Rescale the records below from the line containing "sky in the photo below." through the line containing "x=406 y=328", both included, reproducing every line in full. Change only the x and y coordinates in the answers: multiply each by 2.6 and round to a whole number, with halves rounded up.

__Data for this task__
···
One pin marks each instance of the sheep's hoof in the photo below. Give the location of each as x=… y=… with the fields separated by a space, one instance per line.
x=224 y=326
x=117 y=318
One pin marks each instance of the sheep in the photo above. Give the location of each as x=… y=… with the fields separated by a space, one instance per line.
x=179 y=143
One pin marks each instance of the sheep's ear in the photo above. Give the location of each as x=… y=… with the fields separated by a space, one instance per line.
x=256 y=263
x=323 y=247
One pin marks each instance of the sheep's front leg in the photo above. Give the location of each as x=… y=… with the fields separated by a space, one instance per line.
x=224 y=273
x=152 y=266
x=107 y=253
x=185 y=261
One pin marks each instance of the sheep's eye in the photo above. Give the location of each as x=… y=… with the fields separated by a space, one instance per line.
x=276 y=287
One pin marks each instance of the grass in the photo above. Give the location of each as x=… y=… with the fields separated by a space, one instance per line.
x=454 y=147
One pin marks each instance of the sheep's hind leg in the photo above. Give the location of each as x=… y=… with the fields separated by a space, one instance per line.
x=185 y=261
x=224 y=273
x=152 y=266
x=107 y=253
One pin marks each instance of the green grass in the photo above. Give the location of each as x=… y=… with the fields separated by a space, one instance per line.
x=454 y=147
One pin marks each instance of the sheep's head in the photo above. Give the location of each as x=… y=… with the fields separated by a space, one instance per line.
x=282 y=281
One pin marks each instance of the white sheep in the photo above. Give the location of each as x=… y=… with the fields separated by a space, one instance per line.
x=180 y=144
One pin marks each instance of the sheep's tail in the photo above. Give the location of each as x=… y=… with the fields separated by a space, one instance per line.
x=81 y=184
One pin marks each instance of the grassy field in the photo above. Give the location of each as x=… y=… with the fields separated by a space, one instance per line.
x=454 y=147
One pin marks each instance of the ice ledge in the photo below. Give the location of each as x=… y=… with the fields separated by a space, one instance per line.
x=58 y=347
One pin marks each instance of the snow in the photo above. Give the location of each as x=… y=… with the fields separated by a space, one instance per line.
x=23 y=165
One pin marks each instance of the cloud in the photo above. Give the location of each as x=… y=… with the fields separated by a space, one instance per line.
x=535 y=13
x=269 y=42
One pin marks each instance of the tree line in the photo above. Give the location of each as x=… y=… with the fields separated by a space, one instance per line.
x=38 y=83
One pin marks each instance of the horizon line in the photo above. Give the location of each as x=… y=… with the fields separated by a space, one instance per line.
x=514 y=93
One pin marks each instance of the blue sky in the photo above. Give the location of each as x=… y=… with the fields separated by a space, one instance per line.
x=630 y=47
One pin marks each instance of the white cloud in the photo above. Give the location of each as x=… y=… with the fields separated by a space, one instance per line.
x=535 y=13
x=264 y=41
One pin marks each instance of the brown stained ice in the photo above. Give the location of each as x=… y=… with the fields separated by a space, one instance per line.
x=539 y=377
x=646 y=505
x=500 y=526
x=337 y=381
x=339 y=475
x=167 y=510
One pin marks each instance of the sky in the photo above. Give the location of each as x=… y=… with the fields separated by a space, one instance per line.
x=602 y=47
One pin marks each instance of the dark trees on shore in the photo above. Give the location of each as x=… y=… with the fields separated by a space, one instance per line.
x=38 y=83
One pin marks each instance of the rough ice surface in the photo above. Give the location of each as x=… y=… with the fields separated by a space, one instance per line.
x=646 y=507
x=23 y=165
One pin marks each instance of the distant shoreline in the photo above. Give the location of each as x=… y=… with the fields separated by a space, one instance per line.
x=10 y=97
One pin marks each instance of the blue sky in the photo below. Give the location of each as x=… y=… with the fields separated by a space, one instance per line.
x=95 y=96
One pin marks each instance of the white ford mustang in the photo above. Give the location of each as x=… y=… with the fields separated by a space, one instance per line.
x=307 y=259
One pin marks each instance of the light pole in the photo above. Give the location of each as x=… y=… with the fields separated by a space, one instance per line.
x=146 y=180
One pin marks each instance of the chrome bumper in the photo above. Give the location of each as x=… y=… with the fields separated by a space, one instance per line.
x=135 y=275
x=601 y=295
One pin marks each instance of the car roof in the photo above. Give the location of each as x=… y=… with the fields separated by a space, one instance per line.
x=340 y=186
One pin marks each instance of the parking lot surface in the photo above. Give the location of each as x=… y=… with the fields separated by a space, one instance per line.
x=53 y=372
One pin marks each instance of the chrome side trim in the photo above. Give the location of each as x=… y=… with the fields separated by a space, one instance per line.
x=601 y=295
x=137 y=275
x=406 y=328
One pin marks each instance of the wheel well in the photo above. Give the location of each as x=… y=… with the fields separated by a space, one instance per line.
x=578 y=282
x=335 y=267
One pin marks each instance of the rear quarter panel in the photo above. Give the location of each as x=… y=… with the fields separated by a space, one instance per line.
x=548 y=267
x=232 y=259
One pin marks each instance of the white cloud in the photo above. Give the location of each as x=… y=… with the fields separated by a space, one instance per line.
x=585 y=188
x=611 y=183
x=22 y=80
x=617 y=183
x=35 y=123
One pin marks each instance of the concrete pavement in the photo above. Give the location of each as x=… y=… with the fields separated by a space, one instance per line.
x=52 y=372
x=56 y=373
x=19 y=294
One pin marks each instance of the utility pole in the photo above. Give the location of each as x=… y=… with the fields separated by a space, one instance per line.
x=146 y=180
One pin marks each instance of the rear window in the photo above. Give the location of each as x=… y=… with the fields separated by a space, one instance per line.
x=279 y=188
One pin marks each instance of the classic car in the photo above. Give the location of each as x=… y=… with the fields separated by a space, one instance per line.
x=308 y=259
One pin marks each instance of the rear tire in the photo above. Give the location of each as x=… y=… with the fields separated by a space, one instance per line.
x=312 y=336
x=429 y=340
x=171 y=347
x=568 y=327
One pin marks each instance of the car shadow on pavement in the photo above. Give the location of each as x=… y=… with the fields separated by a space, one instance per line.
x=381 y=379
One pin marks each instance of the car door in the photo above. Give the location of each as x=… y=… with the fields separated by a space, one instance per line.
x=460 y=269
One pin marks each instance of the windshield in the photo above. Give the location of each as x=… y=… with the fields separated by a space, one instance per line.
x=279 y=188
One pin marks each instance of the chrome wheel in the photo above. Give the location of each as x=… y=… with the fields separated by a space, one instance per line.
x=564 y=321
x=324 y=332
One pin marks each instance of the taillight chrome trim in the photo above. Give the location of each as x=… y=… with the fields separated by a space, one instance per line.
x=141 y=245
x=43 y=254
···
__Correct answer__
One pin marks each instance of the blue sky in the photo below. Give the location of each as x=… y=… with the fields separated by a space, one instance per line.
x=247 y=250
One pin marks each instance of the white ford mustang in the photo above. Give the location of each as x=… y=… with the fields separated by a space, one instance per line.
x=798 y=673
One pin marks each instance of the light pole in the photo above. Give the location of each as x=… y=… with the fields separated by a space, one instance per line.
x=380 y=468
One pin marks each instance of the chrome bumper in the photo above. Give the location of each as x=… y=… with the fields separated by a space, one instance per line.
x=351 y=715
x=1563 y=767
One pin marks each instance of the car roof in the photo above. Give the location of each as x=… y=… with the fields separated by a space, one instance per line.
x=884 y=484
One pin marks each instance of the parking lot surface in the photo above. Give the location of each as x=… y=… with the fields separated by a space, one instance per line.
x=138 y=967
One pin marks each instance of the chrome side trim in the photo above. Give the location of each as x=… y=… with the fields separated by a space, one instance per line.
x=1563 y=767
x=356 y=715
x=1056 y=853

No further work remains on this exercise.